• **Exercise objective**
Which lines of the records below contain the word "yellow"? Show each one.

------ Records provided

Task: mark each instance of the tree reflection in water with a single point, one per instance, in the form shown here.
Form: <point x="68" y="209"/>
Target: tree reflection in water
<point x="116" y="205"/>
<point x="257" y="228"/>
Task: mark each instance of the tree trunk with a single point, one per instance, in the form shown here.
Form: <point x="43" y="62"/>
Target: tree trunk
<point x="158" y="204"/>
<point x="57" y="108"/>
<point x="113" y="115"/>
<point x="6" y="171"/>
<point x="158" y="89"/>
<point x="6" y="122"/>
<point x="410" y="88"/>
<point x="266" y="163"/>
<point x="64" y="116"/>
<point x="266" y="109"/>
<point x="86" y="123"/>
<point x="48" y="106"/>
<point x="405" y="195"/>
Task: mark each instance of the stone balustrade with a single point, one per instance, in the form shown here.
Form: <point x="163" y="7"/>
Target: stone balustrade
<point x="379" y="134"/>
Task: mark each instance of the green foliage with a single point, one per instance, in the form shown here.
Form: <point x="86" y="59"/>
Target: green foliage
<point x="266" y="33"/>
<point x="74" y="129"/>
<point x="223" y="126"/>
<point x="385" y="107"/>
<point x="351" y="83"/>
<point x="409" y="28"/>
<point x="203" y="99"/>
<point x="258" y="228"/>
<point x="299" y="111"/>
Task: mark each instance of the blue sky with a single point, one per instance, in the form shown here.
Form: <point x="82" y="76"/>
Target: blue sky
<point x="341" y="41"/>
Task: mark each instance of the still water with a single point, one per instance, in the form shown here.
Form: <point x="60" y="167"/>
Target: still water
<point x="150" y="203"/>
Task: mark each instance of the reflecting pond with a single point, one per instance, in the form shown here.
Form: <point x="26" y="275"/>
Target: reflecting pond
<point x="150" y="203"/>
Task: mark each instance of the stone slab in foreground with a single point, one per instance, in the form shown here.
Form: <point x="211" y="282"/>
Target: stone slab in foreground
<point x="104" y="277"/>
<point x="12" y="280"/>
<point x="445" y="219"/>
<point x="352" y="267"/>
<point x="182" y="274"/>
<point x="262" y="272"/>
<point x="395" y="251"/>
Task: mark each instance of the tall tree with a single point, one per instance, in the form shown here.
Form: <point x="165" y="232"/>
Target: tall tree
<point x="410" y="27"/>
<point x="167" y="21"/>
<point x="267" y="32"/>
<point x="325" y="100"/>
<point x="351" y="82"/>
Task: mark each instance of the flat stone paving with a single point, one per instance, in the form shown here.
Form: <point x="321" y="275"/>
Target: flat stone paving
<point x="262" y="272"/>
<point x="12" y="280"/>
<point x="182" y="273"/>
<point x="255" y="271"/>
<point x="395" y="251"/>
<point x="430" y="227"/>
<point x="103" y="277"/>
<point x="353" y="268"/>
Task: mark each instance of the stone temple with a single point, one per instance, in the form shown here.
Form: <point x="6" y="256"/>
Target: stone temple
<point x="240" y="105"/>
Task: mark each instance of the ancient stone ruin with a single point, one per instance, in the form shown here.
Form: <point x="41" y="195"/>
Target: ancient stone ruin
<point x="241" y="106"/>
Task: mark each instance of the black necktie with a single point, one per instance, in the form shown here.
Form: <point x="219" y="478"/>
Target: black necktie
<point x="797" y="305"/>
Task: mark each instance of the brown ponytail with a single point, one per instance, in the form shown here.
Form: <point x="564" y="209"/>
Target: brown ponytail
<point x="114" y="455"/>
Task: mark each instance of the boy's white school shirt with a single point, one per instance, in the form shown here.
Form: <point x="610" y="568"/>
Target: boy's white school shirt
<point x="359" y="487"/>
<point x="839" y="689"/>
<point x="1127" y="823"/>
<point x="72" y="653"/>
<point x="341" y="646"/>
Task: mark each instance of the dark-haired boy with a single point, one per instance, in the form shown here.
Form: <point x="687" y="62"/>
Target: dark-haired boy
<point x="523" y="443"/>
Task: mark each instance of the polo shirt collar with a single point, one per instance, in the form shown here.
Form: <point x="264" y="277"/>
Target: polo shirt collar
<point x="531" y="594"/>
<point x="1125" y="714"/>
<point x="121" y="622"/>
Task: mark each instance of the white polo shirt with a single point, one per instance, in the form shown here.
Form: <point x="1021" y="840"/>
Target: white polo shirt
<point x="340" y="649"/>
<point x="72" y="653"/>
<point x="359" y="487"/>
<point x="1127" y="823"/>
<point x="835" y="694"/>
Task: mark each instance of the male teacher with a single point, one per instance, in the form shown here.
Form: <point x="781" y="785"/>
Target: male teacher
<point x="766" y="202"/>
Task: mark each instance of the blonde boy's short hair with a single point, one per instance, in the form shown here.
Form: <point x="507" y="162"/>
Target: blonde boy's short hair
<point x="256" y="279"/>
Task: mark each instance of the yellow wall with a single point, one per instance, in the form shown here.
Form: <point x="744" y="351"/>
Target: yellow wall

------------

• **Solution to this task**
Task: mark each instance of the yellow wall with a single point, one per instance, in the form shown here.
Target: yellow wall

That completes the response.